(TASKS TO PERFORM)
[A] In the post on Mars habitat challenges, which did the panel of economists at the first 100 Year Starship Symposium consider the greater challenge for an interstellar mission?
[B] List every option the post on Mars habitat challenges names for making regolith structurally load bearing.

EXCERPT PROVIDED below:

I've had dreams about going to Mars, and have spent the last few days thinking about some of the other technical* challenges (aside from system level CELSS development) that might be important for setting up a habitat there, and enroute. Since I am a materials engineer by trade, I'll confine myself to that arena.
*A few years ago at the first 100 Year Starship Symposium, I asked a panel of economists if they thought the challenges for such an interstellar mission were more technical or more fiscal. They all thought economics were the greater challenge. Naturally. Being an engineer, I disagreed :)
Shelter from the traditional elements is not so much the concern on the way to Mars or even on the suface (contrary to The Martian film). Shielding against radiation and shielding against micrometeors is however required.
The Earth itself uses a magnetic field to deflect much of the ionizing radiation, but it is unlikely artificial magnetic shielding will ever be economical without cheap fusion energy to power it.
Readily available regolith (Martian dirt) also would work on the surface where reaction mass is not a concern and transportation costs nil. Regolith thick enough to protect against radiation is generally sufficient to protect against micrometeoroids. However, the technology to make it structurally load bearing would be nice. Sandbag construction, brickmaking, and thermally compatible concretization chemistry are all options. That said, I somewhat favor the burrowing approach, as I think it is more ultimately extendable toward colonizing asteroids. Tunneling equipment on Earth however tends to be quite complex mechanically, and very heavy. A swarm of self replicating robots seems to me the best solution, if prepared ahead of time. Self-replication implies ISRU mining, refining, and manufacturing. These are all worthy of another post at a later date.

End of EXCERPT PROVIDED.
DATA TO EXAMINE below:

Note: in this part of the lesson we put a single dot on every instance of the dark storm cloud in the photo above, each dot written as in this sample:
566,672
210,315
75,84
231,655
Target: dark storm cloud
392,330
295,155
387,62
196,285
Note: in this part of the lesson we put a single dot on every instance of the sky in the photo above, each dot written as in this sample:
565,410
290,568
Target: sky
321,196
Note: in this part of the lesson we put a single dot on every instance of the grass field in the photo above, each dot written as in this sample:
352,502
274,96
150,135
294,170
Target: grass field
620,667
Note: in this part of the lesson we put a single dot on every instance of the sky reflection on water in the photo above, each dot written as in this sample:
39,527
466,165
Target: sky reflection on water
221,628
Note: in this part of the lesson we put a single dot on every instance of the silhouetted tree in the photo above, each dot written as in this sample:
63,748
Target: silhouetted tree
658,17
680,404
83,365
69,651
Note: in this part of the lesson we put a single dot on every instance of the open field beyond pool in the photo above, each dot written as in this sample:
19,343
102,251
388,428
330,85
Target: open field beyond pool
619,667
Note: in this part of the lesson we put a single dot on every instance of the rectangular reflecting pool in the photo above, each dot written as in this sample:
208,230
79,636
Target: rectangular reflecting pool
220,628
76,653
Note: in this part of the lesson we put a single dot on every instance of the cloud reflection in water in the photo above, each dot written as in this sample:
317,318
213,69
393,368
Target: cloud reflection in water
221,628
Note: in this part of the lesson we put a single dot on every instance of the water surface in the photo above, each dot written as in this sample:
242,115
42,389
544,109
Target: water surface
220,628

End of DATA TO EXAMINE.

(RESPONSES BY TASK)
[A] Economics. They judged the fiscal challenges greater than the technical ones.

[B] Sandbag construction, brickmaking, and thermally compatible concretization chemistry.